▶ **SOURCE EXCERPT**:
• • • • • • •
The appellant received a property with an unsound swimming pool. The
difference between these two values restores
the appellant to the
position he enjoyed before the wrong was committed.
53.
The
supremacy of the reliance interest as the touchstone in our law for
determining delictual damages has long endured. Counsel
for the
Defendants relied upon the decision of the Appeal Court in
Transnet
Ltd v Sechaba Photoscan (Pty) Ltd
[8]
and
submitted that this case recognized expectation interests in the law
of delict.
54.
In
Sechaba,
the
respondent had lost a tender as a result of a fraudulent tender
process. The respondent sued for its damages. The appellant
admitted
that the respondent had suffered damages and the issue that went to
trial was to determine the quantum of the damages.
The damages
awarded were based on the nett profits, over three years, that the
respondent would have earned had it been awarded
the contract. On
appeal, the appellant contended that the respondent was not entitled
to have its bargain made good, but being
a claim in delict, the
respondent was confined to its out of pocket expenses.
55.
• • • • • • •
(Dataset items)
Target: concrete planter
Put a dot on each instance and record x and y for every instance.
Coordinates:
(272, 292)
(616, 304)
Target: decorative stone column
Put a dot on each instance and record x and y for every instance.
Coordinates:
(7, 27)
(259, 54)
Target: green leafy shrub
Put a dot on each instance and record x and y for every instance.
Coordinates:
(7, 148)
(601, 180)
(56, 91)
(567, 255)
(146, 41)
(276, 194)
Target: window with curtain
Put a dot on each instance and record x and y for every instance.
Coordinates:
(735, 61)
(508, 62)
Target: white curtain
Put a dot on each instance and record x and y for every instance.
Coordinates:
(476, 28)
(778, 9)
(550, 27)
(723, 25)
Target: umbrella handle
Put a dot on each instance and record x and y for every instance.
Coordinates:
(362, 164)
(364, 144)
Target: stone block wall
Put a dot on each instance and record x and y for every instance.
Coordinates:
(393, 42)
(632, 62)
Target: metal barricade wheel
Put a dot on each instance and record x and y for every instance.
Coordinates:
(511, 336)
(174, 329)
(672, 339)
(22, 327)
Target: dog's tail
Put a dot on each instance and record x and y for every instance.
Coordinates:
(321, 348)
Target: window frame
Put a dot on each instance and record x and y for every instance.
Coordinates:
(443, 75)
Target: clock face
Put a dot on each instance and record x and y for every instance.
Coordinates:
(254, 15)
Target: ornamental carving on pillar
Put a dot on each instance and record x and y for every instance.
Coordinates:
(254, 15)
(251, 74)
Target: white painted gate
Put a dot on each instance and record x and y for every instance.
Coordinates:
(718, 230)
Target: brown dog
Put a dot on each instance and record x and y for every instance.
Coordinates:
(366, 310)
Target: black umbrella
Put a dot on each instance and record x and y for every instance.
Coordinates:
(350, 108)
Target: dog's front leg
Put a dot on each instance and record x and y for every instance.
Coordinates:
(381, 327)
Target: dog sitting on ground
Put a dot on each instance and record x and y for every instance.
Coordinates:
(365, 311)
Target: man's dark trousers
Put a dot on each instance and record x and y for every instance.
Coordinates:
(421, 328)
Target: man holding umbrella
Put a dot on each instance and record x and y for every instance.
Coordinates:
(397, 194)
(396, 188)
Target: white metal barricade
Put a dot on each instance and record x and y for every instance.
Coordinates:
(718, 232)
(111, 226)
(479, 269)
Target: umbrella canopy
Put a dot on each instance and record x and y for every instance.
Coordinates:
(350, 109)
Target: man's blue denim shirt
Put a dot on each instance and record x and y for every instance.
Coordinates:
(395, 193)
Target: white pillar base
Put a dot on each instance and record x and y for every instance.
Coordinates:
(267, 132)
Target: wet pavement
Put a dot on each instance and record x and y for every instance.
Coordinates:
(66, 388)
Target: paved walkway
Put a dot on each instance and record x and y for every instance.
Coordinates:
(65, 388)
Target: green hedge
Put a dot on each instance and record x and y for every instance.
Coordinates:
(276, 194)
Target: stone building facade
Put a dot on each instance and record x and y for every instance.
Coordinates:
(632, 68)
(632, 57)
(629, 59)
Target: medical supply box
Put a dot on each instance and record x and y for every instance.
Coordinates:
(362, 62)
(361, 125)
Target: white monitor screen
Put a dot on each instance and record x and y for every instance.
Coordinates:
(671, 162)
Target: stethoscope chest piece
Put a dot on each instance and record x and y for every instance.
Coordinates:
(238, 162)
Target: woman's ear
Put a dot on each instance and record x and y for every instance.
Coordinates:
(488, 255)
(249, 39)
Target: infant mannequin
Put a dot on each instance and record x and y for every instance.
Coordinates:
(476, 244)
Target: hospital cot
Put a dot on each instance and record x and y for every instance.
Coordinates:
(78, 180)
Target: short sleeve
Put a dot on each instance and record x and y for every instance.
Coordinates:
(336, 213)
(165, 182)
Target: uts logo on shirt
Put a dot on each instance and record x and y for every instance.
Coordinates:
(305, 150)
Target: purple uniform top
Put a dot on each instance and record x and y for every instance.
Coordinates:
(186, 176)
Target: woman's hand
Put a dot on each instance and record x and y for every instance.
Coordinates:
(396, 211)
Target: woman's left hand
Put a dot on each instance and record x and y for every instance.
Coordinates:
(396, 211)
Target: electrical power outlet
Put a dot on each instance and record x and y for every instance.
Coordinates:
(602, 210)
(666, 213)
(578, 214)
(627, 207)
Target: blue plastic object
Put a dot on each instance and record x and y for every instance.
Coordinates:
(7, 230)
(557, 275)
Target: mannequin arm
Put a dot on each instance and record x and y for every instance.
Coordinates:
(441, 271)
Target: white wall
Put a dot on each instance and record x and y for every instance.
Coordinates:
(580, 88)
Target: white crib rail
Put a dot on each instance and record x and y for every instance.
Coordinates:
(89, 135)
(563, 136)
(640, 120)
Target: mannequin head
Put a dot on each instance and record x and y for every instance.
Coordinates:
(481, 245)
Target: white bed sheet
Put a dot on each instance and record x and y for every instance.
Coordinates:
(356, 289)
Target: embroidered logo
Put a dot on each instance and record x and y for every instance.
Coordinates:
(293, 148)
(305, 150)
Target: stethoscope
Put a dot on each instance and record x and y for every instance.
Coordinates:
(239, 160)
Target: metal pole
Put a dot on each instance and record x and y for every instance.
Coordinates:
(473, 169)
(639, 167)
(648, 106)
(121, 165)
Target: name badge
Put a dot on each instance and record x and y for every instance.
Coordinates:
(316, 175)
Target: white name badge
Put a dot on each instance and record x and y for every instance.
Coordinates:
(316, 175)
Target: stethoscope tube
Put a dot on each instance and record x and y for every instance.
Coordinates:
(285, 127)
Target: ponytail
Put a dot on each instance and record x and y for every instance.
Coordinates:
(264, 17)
• • • • • • •
▶ **WHAT TO PRODUCE**:
Carry on the court judgment on delictual damages from the point where it stops. The items aren't needed here.

▶ **REPLY**:
Howie
P cited the
dictum
in
Trotman
v Edwick
referenced
above and then wrote the following:

[10]
The dictum in Trotman v Edwick reads as follows:

A
litigant who sues on contact sues to have his bargain or its
equivalent in money or in money and kind. The litigant who sues on

delict sues to recover the loss which he has sustained because of the
wrongful conduct of another, in other words that the amount
by which
his patrimony has been diminished by such conduct should be restored
to him.’
It does not seem to me that
that statement assists the appellant. First, Trotman’s case was
one of fraud inducing a purchase
where the land bought was, because
of the fraud, not worth the price paid. In our case the fraud
prevented the purchase of a business
that had, on the evidence, a
highly desirable profit-earning potential. Accordingly, there, it was
a case of diminution of the
value of the plaintiff’s assets;
trading profits did not come into it. Here, by contrast, it is all
about the trading profits
that the respondent was due to be able to
make but where the opportunity to earn them was deviously denied.
[11]
Second, the court approved the perennially true statement
that the
aim in awarding delictual damages is to put the injured party in the
same position as he would have been in but for the
delict.
[12]
Third, the court in Trotman was careful to guard against laying
down
a formula applicable to all cases of fraud of the nature involved
there, that is, fraud inducing a contract. It did not seek
to comment
at all on fraud having the results involved here. Finally, even in
the quoted passage the formulation of the delictual
measure of
damages is wide enough to include, in a suitable case, loss of
profits.

[14]
Turning to the third base of the appellant’s argument, the
legal
position is briefly this. The Roman id quod interest
(literally, that which is between; broadly, that which makes up the
difference)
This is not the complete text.